- _WHAT THE EXERCISE ASKS_
Continue the remarks on U.S. engagement with the United Nations, picking up after the last paragraph shown.

- _DOCUMENT EXCERPT_
First and foremost, a capable and strong United Nations system advances U.S. national security. Indeed, President Obama’s National Security Strategy prioritizes multilateral engagement precisely because we cannot divorce core national security interests from robust and sustained multilateral engagement. Dangerous nuclear programs in Iran and North Korea. International terrorism. Afghanistan. Iraq. Addressing these national security challenges requires cooperation, and our work in the UN system is key to that common response.

So in the Security Council, Ambassador Rice and her team in New York, working with our colleagues at the Department, negotiated the toughest and most comprehensive sanctions ever faced by the Iranian government, as part of our dual-track strategy to prevent Iran from developing nuclear weapons. By engaging multilaterally within the UN and with its members, we crafted a tough set of sanctions that all states must implement – even those Security Council members that voted against them. Secretary Clinton noted recently that we already are seeing the effect of those sanctions on Iran’s nuclear program. The International Atomic Energy Agency, too, has been invaluable in sounding the alarm on Iran’s nuclear activities, and the IAEA’s performance is a reminder of the value of investment in international institutions.

The UN also plays an indispensible role in two countries of enormous importance to the United States: Afghanistan and Iraq. In both, the UN has established important political missions – with real risk and danger, and tragic loss of life by UN personnel – missions that work with the sovereign Afghan and Iraqi governments to strengthen democratic institutions and promote constructive political dialogue. We have close and active partnerships with the UN in both these countries. And without the UN’s work in Afghanistan and Iraq, U.S. efforts to responsibly draw down our military forces – as the President has committed to doing – would be all the more difficult.

(Records from a dataset)
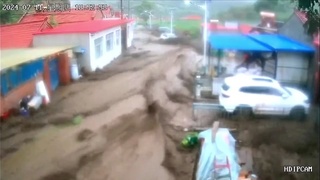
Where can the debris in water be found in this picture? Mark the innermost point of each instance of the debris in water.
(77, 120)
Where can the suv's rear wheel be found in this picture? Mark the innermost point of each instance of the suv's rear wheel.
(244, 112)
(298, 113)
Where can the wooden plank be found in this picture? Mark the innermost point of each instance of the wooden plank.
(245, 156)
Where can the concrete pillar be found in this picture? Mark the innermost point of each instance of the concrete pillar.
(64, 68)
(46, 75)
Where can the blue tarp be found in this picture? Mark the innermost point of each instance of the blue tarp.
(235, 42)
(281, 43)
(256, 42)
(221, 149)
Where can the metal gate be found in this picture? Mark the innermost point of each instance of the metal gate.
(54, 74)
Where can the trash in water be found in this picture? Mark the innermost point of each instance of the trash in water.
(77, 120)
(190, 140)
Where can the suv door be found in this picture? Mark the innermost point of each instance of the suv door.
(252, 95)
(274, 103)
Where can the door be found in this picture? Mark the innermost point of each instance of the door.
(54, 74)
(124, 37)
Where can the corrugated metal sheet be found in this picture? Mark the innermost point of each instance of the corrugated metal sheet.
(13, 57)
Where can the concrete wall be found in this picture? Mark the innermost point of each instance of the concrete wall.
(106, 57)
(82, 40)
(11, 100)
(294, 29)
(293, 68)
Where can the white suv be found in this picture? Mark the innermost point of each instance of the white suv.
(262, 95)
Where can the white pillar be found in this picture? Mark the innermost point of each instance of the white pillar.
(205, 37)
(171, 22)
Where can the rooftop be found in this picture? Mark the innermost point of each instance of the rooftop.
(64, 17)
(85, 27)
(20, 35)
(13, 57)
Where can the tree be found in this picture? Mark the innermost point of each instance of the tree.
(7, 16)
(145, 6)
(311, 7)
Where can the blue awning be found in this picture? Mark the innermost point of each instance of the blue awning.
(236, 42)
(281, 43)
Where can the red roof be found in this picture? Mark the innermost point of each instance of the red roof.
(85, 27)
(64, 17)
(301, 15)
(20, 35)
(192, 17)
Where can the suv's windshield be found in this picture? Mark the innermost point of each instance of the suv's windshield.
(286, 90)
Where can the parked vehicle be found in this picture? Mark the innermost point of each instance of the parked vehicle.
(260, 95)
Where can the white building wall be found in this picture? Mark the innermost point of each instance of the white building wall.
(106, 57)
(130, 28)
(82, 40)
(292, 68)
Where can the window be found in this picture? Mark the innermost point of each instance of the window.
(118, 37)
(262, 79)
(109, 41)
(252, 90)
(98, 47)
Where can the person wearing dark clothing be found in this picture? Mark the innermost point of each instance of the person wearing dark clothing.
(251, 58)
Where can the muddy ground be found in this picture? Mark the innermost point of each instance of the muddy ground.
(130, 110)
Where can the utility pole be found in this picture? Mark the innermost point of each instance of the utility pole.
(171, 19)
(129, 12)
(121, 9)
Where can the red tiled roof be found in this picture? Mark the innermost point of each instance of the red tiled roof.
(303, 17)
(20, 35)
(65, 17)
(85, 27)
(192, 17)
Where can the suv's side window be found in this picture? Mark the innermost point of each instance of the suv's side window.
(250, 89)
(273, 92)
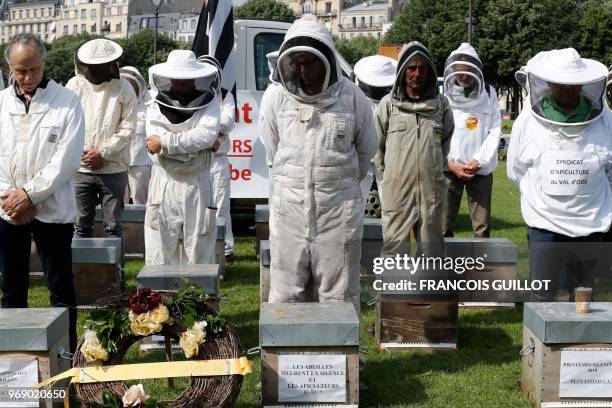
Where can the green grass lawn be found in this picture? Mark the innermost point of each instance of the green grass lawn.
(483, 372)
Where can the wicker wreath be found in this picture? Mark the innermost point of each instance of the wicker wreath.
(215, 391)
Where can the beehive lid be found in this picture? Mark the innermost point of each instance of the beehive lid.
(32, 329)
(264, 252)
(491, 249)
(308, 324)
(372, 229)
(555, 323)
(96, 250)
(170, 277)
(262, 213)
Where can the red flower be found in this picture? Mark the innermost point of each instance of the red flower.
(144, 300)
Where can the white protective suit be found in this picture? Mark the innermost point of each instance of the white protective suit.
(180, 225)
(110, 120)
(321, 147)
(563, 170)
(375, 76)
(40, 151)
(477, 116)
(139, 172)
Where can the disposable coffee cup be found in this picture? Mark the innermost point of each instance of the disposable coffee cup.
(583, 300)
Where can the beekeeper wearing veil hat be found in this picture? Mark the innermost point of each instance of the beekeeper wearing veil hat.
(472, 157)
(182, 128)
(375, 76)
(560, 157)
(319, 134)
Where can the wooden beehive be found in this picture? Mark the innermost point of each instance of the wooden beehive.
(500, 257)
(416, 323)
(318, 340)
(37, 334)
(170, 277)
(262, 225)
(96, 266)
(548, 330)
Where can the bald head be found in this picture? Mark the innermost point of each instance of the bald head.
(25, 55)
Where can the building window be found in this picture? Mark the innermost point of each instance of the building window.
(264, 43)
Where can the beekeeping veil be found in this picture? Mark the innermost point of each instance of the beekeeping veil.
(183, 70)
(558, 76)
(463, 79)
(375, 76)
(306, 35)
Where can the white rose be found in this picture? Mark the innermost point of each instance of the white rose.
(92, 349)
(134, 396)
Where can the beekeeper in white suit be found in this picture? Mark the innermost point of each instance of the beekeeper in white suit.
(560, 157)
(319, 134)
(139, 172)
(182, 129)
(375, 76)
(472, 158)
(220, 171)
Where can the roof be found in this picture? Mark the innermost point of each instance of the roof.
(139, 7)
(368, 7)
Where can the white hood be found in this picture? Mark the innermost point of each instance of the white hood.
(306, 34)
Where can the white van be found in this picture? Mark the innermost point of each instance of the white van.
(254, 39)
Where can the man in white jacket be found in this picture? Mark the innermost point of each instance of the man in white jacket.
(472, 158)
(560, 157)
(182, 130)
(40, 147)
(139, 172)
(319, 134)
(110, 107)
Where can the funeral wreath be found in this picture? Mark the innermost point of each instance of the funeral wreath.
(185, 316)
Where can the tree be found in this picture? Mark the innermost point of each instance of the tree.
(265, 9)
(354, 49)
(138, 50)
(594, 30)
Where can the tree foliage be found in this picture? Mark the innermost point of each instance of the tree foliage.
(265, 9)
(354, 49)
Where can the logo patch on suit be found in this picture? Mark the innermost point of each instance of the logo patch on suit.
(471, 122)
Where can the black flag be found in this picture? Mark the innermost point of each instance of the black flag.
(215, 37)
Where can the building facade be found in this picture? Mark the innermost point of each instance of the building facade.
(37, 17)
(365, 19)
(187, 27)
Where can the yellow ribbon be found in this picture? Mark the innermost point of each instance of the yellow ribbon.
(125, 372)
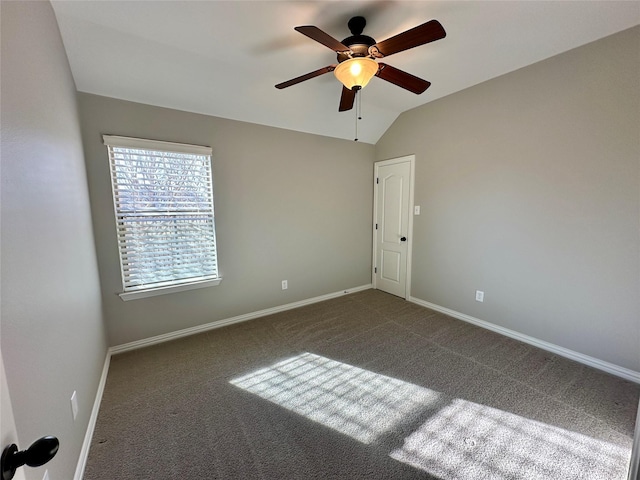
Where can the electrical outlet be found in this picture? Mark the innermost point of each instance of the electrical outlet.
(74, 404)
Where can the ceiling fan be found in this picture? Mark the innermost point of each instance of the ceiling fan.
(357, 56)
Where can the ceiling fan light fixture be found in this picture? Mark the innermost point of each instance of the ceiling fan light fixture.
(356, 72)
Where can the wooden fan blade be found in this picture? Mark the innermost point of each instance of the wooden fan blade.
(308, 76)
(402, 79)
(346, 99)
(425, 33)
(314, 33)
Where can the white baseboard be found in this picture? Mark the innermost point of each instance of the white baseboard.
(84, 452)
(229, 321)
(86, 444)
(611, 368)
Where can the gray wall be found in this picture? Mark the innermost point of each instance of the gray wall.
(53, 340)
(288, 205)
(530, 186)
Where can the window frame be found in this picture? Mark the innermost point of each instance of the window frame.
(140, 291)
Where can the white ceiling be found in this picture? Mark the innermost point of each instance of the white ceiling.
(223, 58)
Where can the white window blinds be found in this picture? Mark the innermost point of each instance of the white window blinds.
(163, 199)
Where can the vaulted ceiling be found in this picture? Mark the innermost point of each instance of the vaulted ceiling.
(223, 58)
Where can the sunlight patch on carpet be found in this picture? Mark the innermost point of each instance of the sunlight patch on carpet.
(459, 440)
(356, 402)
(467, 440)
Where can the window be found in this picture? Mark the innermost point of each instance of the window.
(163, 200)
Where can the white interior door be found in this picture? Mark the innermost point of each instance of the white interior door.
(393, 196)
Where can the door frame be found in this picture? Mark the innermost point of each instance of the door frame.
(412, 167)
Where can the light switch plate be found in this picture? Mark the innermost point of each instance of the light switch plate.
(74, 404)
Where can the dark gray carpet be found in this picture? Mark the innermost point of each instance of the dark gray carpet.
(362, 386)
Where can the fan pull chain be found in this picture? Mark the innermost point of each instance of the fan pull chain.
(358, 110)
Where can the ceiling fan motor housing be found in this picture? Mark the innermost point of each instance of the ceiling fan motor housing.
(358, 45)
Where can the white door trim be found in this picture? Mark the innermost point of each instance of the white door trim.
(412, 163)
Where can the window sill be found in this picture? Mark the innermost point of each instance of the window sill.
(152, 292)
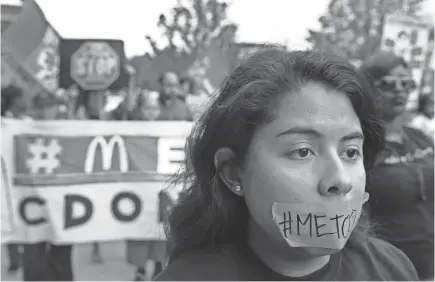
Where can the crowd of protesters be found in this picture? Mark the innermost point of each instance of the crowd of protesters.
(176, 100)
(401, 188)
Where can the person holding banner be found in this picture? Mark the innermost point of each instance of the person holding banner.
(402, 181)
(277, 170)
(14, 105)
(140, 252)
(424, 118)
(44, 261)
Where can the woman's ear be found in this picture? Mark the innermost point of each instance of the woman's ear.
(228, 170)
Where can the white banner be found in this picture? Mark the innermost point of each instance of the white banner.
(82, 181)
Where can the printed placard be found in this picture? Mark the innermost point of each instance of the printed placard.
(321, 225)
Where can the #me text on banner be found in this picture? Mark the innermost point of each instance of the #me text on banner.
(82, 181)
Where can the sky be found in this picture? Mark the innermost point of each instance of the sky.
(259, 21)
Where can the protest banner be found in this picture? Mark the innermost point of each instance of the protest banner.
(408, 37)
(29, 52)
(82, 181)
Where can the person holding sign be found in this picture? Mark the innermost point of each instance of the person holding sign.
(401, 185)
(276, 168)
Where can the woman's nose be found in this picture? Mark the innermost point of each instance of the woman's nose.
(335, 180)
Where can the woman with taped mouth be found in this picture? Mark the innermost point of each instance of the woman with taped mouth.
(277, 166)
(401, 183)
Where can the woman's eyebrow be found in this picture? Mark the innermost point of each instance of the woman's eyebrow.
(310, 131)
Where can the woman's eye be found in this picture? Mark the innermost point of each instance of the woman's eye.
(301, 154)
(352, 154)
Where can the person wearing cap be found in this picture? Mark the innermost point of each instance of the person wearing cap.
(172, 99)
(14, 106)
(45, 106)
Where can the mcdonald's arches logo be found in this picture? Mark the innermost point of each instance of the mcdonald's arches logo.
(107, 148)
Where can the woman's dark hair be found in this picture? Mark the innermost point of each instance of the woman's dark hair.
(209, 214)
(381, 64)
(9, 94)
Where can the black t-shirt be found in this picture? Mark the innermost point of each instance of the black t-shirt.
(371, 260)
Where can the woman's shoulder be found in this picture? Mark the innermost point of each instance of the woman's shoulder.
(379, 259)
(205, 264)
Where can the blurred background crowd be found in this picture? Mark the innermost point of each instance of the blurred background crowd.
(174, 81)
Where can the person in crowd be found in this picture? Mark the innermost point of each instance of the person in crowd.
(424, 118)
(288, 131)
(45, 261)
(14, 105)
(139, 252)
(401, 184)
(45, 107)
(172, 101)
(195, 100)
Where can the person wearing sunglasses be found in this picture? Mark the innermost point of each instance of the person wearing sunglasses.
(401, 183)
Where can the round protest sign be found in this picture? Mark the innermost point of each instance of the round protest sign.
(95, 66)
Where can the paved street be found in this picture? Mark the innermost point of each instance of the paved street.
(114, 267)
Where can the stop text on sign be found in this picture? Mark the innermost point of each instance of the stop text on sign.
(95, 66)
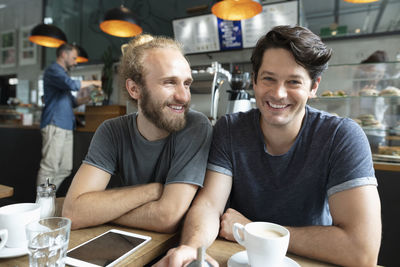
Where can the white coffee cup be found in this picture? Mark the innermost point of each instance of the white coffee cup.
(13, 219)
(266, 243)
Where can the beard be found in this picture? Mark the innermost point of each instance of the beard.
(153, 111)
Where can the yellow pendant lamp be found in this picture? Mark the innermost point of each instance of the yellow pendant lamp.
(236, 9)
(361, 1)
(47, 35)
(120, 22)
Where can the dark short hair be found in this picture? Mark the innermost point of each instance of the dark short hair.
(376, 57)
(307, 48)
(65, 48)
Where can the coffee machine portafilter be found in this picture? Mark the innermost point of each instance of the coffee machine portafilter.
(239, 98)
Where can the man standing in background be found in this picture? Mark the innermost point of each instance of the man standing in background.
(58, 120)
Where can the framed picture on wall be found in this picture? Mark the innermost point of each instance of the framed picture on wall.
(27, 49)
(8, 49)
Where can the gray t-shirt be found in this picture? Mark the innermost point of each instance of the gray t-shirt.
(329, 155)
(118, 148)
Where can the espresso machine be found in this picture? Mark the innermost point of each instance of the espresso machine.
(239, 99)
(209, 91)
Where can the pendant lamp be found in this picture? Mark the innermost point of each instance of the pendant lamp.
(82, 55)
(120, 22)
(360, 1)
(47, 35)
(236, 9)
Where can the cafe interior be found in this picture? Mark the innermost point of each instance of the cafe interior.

- _RESULT OF THE TASK_
As both this Administration and our predecessors recognized, the United Nations is also an important forum for counterterrorism efforts. Through Security Council sanctions regimes, we have put in place global asset freezes and travel bans on terrorists and their supporters. Such universality is needed for sanctions to be effective, and the UN Security Council uniquely offers that capability. But our broader multilateral engagement on counterterrorism –through the Counter-Terrorism Implementation Task Force, the Counter-Terrorism Committee Executive Directorate, or on aviation security at the International Civil Aviation Organization – helps us get there.

Let me turn for a moment to peacekeeping, one of the UN’s most important roles and another area where U.S. engagement directly benefits our national interests. As we all know, UN peace operations no longer only are deployed to separate warring parties. These missions address some of our hardest and most challenging security situations, including Sudan, Haiti, Cote d’Ivoire, Lebanon, Congo, Liberia, and others. They are charged with preventing and ending armed conflicts, protecting civilians, supporting the rule of law, and helping administer elections. To do so, UN personnel are regularly sent into dangerous situations, where states cannot ensure basic security, civilians live under threat of violence, and there is little peace to keep.

But UN peacekeeping missions can mean the difference between stability and violence, and can help transform a fragile ceasefire into lasting peace. And the stability these peacekeeping missions bring directly impacts U.S. national interests. We have learned all too well that an unstable country far away can pose a direct threat to U.S. national security. By working through the United Nations, we help bring security to countries where U.S. military operations aren’t feasible or desirable – at far lower cost to the United States – and where U.S. leadership can leverage important contributions by other states.

These are all areas where we have worked within the UN system on important peace and security issues. But our multilateral engagement has succeeded in part because it has been deep as well as broad. To achieve American objectives and bring to bear the full weight of our international partners, we must mobilize and use our leverage across the entire range of multilateral institutions.

In short, engagement cannot be à la carte.

So we have expanded the number of UN and other multilateral entities where we’re actively and seriously involved, working across the broader United Nations system to support U.S. interests and universal values.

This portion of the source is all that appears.